** Opening DATA FOR PROCESSING block **

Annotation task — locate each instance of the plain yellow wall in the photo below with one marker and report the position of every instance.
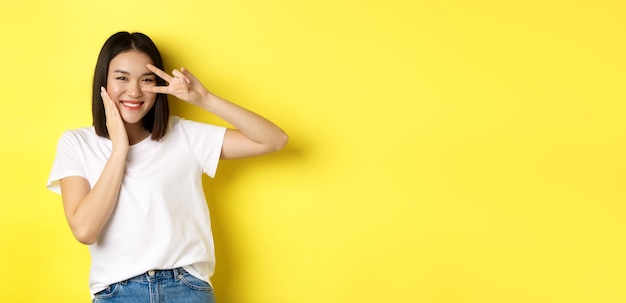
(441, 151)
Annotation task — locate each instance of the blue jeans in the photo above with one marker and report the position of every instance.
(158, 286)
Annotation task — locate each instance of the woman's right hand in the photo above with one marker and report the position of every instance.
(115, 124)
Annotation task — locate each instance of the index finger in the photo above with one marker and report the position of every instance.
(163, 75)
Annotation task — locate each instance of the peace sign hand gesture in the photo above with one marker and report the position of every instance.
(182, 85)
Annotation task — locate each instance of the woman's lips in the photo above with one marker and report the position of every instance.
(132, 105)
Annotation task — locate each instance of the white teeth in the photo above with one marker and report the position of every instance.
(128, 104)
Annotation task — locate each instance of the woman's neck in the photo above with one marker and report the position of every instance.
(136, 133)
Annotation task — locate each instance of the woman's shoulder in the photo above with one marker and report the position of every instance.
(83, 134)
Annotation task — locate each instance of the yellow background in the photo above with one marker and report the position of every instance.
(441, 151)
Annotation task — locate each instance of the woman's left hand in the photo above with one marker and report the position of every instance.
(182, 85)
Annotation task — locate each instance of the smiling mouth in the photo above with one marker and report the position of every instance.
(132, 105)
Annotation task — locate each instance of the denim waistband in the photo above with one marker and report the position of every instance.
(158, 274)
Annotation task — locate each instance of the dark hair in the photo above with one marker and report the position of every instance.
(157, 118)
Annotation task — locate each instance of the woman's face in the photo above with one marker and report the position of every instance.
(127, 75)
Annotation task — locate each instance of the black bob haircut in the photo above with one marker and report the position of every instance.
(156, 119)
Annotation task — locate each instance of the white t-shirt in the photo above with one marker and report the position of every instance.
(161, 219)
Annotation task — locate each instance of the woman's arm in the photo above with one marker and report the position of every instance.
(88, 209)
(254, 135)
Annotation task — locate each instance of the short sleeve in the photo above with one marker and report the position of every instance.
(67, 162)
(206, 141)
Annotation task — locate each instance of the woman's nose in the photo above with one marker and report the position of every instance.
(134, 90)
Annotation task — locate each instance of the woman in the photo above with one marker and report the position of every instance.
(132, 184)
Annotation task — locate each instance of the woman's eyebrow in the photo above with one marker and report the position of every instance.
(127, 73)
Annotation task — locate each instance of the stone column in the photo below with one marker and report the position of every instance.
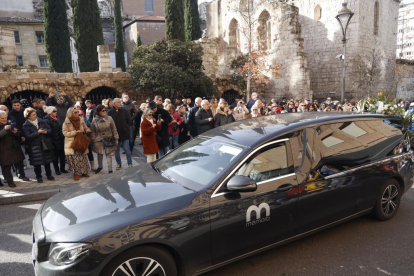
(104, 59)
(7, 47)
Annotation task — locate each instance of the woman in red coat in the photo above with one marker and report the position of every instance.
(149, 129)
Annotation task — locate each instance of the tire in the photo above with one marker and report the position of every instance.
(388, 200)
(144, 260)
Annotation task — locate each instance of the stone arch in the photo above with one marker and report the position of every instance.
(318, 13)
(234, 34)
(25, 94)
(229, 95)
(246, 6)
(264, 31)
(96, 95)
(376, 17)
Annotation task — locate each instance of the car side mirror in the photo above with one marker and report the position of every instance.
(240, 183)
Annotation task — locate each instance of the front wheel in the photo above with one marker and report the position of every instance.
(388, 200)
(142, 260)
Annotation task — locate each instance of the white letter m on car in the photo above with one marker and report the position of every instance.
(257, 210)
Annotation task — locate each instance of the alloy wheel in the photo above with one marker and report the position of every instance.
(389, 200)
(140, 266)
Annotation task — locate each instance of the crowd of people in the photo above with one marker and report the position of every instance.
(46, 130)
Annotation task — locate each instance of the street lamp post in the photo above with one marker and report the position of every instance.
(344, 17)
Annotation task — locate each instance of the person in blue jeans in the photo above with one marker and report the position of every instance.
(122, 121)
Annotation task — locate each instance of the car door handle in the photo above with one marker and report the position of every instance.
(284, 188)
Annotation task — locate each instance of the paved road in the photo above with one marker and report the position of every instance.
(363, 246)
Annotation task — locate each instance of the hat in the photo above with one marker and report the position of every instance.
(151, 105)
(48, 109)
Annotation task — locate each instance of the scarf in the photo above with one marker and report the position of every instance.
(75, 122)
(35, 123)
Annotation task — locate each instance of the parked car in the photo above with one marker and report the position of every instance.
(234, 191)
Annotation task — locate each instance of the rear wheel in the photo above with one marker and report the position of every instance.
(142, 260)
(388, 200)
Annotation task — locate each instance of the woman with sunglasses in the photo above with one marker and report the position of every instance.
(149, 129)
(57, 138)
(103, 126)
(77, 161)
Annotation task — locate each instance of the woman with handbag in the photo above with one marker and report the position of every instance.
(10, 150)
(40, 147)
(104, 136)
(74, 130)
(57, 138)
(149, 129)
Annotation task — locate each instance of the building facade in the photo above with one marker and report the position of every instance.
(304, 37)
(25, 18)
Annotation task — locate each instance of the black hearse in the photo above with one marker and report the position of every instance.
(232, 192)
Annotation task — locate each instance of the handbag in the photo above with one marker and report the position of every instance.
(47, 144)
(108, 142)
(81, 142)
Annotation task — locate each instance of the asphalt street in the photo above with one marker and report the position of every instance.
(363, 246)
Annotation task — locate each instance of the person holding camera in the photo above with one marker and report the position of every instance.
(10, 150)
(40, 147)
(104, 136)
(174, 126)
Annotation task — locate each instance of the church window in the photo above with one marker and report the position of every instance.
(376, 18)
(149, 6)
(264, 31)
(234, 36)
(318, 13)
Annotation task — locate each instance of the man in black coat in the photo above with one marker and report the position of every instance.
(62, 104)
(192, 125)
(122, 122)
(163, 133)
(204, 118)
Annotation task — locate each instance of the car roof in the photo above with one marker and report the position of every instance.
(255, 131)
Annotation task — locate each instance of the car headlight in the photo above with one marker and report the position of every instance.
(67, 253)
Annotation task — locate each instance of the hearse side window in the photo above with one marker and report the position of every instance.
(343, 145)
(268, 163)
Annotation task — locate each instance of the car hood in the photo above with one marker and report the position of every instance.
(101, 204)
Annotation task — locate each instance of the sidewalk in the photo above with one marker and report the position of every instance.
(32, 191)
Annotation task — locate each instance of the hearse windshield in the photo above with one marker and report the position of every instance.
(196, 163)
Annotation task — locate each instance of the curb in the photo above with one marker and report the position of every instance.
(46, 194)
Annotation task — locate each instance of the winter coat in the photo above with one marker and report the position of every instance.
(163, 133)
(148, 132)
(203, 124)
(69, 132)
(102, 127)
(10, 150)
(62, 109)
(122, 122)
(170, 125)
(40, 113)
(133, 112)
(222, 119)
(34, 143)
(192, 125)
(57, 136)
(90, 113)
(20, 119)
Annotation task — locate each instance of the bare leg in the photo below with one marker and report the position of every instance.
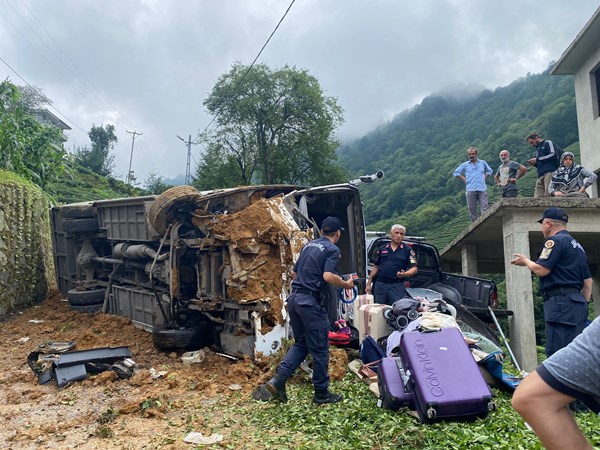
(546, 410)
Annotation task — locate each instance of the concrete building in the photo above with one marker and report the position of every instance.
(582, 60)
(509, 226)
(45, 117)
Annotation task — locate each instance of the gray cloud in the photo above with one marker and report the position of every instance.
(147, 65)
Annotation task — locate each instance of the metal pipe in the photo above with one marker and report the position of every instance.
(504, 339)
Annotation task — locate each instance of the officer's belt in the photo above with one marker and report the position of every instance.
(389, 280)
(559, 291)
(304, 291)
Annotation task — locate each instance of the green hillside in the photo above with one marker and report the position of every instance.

** Closing DATA FOR PROCESSING block **

#### [AIM OF THE TASK]
Your reply should restate the data above word for word and contain no pictures.

#### [EXERCISE SOLUTION]
Annotation task — locate each instance of the plain yellow wall in the photo below with one marker and report the position of every instance.
(441, 151)
Annotation task — locate each instance of the blue jeans in the photo above with one marker and report the position of every instance.
(158, 286)
Annotation task — locate each instance of the woman's right hand in the photo above with one marker and report the position of every instance.
(115, 124)
Annotation task — locate each instance of the index finger in the photo above with one marker and report the position of every instance.
(163, 75)
Annotation task — locate each instance of the peace sign hand gesture in the photo above with one marker and report the position of every instance.
(182, 85)
Annotation task — locate each instance of the woman's lips in the photo above with one marker and report the position of every instance.
(132, 105)
Annotation task — locate each instance of the white teeth in the photo above with one marker and report the position of every instance.
(128, 104)
Annotation task — locate each instance of the woman's neck in the photo above with one marker and report the position of every instance.
(136, 133)
Annotation task — locate each instance of the woman's shoulder in the photo above with one marker and report the position of every instance.
(83, 134)
Annotation task — locate each instance of the yellow background in the photo above with one marker and report the position of every instance.
(441, 151)
Annotation task — locate each instance of the woman's left hand in the photo above with one marker and report the position of every instance.
(182, 85)
Annotation task — locate each instance of the smiling mouth in the photo above with one marker and report the position of every instance.
(132, 105)
Annotation task — locate each instance of the denim waistband in the photo above with one marker and report the position of every instance.
(158, 274)
Annotation task — locate each instance of the dark hair in the photo above with one marker and report the position of every instance.
(157, 118)
Annotation task — locate each instance of the woman's face in the photo above with one marker and report the position of every instance.
(127, 75)
Annotation task — locate each instance of the black bob haircut in the photo above with one marker and report the position of every instance.
(156, 119)
Annotation task — locate each instance of the white t-shirt in the photo above with one marker and report the position of every instance.
(161, 219)
Annotation task — locate each instance of the woman's arm in the photo above with one marker and report the position of every instance.
(88, 209)
(254, 135)
Annotation task — locate each instance of the short sleeve in the photo above with one marker and report the position of every instance.
(67, 162)
(206, 141)
Annotation task — locate each instance of the woman's nose in the photo above with one marker and report the position of every instance.
(134, 90)
Annotation task — locate each instance of the woman in the photo above with one marker and report the position of every instance.
(132, 184)
Annotation task — locate each instance of the woman's eyebrow in the photo above with one marker and report the position of every instance.
(127, 73)
Annotation task — locate each instance of the stone column in the photo below with one marker and report the position of every instance.
(104, 59)
(7, 47)
Annotation task — locate each instance of the woman in red coat in the photo above with one marker and report the position of every instance.
(149, 129)
Annotation task — locate each instance of the tire in the photo above with one marker and report the position of every instance.
(388, 200)
(144, 260)
Annotation task — locate each instance of the stone arch in the photo above with one marker and report the position of every instance.
(318, 13)
(234, 34)
(25, 94)
(229, 95)
(246, 6)
(264, 31)
(96, 95)
(376, 17)
Annotation task — locate each instance of the car side mirror in the photo above with one marker and report the position of every instance.
(240, 183)
Annotation task — locate each instance of the front wheel in the photo above with one marker and report the position of every instance.
(388, 200)
(142, 260)
Annotation task — locate each instance of the white letter m on car in the photo above with one marker and report the position of every instance.
(257, 210)
Annotation task — locate each instance of the alloy wheel in the photo above with one marker and report the position of every instance.
(389, 200)
(140, 266)
Annotation task — locate each instance of the crowd of people in the photo above with one marker and report the position of every instance.
(46, 130)
Annotation task — locate each instance of the street lamp post in the photo above with one marker and report the position of every instance.
(344, 17)
Annotation task — locate each instance of the person in blue jeans in the photo above with one marker and report the position of every instance.
(122, 121)
Annotation task — locate each instance of the car door handle in the photo above with one marker and report the position of every instance.
(284, 188)
Annotation task — locate each instance of the paved road in the photo above with one marker and report the position of every instance.
(363, 246)
Annotation task — locate each instance of the hat in the photo above with one marker and report the position of every instance.
(151, 105)
(48, 109)
Annotation task — locate each instance of the scarf in the photo above with one marker and report the position of every instance.
(75, 122)
(35, 123)
Annotation task — locate each instance of the parked car in the photo above with one marker and report the position of every instance.
(234, 191)
Annotation task — locate each instance of the rear wheel in the photo above with one marker and report the position of every instance.
(142, 260)
(388, 200)
Annotation task — locate each instance of the woman with sunglasses in the photo above with one marker and report the position of every instance.
(149, 129)
(57, 138)
(103, 126)
(77, 161)
Annotation task — locate each instance of the woman with handbag in the photo above with one marker and report the position of every instance.
(10, 150)
(40, 147)
(104, 136)
(74, 130)
(57, 138)
(149, 129)
Annotation task — locate each instance of the building facade in the photo above with one marker and report the position of every instance.
(304, 37)
(25, 18)
Annotation task — locate each instance of the black hearse in the photo above with one marker and report the position of every instance.
(232, 192)
Annotation task — locate each instance of the handbag in the photo above with one marker and report the position of every instance.
(47, 144)
(108, 142)
(81, 142)
Annotation task — locate each instance of the asphalt street in the photo above with one marker and report the position of every instance.
(363, 246)
Annotation task — locate each instance of the person holding camera in the photo above with one marker and report the position of every instance.
(10, 150)
(40, 147)
(104, 136)
(174, 126)
Annotation task — locate each instance of the church window in the photo above with one marker and report the position of every instance.
(376, 18)
(149, 6)
(264, 31)
(234, 36)
(318, 13)
Annotation task — locate each instance of the man in black coat in the photo above with one marker and report the position of every instance.
(62, 104)
(192, 125)
(122, 122)
(163, 133)
(204, 118)
Annotation task — locate each instance of the car roof in the photo above with one marker and report the position of every instance.
(255, 131)
Annotation task — locate each instance of the car headlight in the photo above with one marker and report the position of every instance.
(67, 253)
Annotation task — locate each instance of the hearse side window in the photo above with one marker and report the position of every instance.
(343, 145)
(268, 163)
Annotation task — locate each instance of the car hood in the photo above with one marker and report the position of every instance.
(101, 204)
Annotation task — locate each instance of the sidewalk in the photo above with one marker and report the position of every instance.
(32, 191)
Annotation task — locate each instance of the hearse windshield in the photo above with one marker and report the position of every instance.
(196, 163)
Annotation task — locate each instance of the curb in the photo above with one marker and report the position of every instance.
(46, 194)
Annotation task — locate each instance of the winter coat in the photo above with one marker and report the position of every instance.
(163, 133)
(148, 132)
(203, 124)
(69, 132)
(102, 127)
(10, 150)
(62, 109)
(122, 122)
(170, 125)
(40, 113)
(133, 112)
(222, 119)
(34, 143)
(192, 125)
(57, 136)
(90, 113)
(20, 119)
Annotation task — locate each instance of the bare leg in the photo below with one marker and report the position of every instance.
(546, 410)
Annotation task — locate each instance of the concrete building in the photo above with one marker and report the position of every instance.
(582, 60)
(509, 226)
(45, 117)
Annotation task — locate each instance of the gray cloud in the photo above with one marker and report the position of every instance.
(147, 65)
Annotation task — locate each instance of the metal pipe in the photo above with one marker and report the position of every instance.
(504, 339)
Annotation task — locate each instance of the officer's belt in the photo above with one marker and report the position of every instance.
(389, 280)
(559, 291)
(304, 291)
Annotation task — locate each instance of the green hillside in the photo above with one marker and report the position of every instance.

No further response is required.